Answer these from the Welsh Youth Parliament excerpt:
(a) Until what date will registration remain open?
(b) What age range of young people does the opportunity cover?
(c) How many Members will partner organisations put forward?

**Excerpt:**
- Opening Delimiter -
The registration process opened yesterday, Thursday, June 3, on the Welsh Youth Parliament website.

It takes just 5 minutes, and registration will remain open until November 12.

This is an opportunity for Wales’ young people, aged 11 – 18 years old, to use their voice in choosing the Members who will represent them and their area in the next Welsh Youth Parliament.

This will be the second Youth Parliament, made up of 60 young people in Wales to represent different areas and backgrounds.

By meeting regularly, consulting with young people and conducting inquiries, they discuss the issues that matter most to young people to bring their views to the attention of the elected politicians of the Welsh Parliament.

The online election in November will choose 40 Members to represent all regions of Wales, the other 20 Members will be put forward by partner organisations to ensure a diverse representation.

The application process for interested partner organisations is also now open.

Organisations and charities are invited to apply to work with the Youth Parliament and to have a representative among the 60 Members.
- Closing Delimiter -
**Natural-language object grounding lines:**
- Opening Delimiter -
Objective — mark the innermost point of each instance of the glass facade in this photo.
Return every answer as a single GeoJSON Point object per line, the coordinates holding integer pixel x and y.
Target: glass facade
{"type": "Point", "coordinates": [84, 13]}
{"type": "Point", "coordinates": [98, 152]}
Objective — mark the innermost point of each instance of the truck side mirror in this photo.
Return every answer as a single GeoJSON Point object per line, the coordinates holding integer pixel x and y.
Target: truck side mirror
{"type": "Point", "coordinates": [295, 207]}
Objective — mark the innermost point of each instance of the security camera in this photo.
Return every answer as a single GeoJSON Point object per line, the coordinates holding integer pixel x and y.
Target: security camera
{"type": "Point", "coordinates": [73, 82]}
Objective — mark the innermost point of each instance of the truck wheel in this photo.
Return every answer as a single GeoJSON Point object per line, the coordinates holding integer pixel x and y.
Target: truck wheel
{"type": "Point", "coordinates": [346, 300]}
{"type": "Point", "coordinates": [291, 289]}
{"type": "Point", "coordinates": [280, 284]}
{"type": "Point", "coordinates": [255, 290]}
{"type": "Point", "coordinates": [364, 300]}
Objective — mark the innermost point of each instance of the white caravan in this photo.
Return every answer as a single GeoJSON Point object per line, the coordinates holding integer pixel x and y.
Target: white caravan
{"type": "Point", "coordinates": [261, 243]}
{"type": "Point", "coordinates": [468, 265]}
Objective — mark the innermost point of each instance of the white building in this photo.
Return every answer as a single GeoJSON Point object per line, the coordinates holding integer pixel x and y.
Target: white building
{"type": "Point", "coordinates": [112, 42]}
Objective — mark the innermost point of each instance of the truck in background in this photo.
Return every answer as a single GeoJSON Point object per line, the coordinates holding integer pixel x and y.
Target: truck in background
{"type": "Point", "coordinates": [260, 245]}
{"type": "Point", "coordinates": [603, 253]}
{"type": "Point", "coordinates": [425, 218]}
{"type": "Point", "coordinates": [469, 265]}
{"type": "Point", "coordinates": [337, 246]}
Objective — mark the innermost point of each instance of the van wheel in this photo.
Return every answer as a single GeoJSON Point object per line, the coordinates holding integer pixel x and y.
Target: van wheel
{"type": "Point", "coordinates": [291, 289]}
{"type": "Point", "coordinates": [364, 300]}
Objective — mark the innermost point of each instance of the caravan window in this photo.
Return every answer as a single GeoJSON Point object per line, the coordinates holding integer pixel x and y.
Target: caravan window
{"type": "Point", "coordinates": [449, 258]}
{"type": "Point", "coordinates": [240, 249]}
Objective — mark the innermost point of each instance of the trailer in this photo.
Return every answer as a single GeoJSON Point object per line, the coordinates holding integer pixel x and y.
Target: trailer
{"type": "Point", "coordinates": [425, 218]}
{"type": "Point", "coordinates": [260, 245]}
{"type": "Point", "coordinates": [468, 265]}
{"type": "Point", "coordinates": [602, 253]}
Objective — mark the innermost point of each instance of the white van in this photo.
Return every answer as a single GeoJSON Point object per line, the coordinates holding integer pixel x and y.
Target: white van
- Closing Delimiter -
**Answer to this problem:**
(a) November 12
(b) 11 – 18 years old
(c) 20